*Annotated photo localization data*:
<<<<

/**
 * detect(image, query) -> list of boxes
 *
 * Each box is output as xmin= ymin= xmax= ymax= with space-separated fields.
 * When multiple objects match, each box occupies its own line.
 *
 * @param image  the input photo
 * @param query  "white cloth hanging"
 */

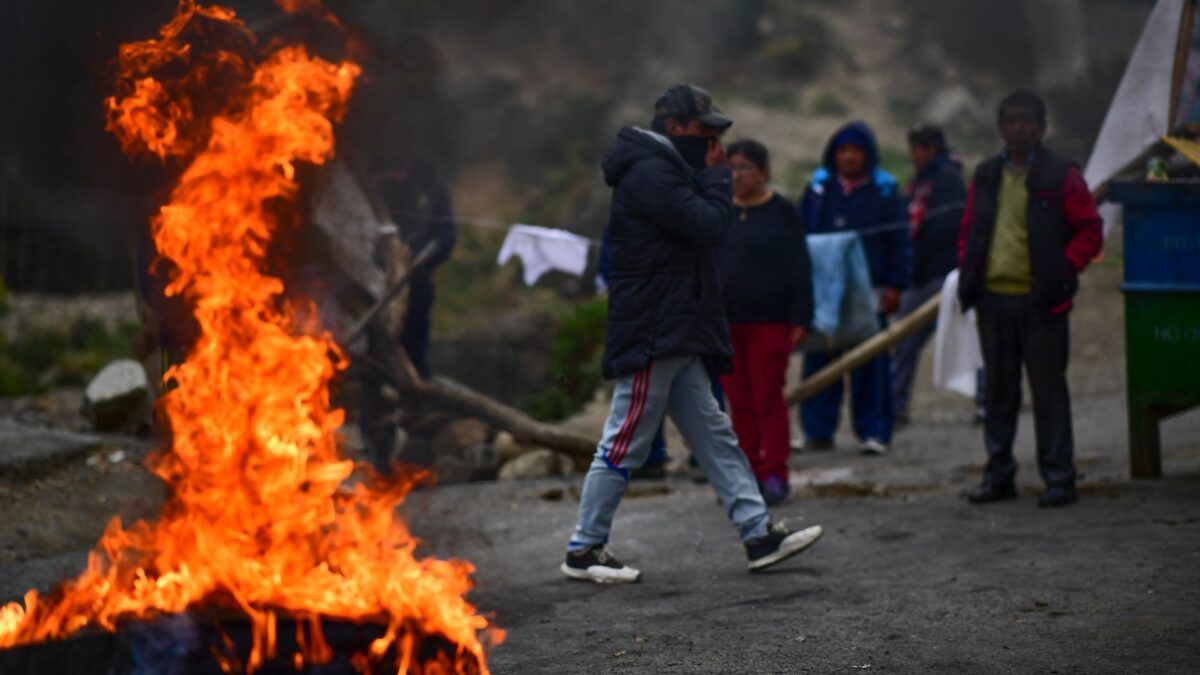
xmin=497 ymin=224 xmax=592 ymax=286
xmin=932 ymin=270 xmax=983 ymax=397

>>>>

*TASK*: Among the records above, find each line holding "image" and list it.

*ANSWER TO THE PROBLEM*:
 * detect(image, query) -> list of boxes
 * @param image  the input photo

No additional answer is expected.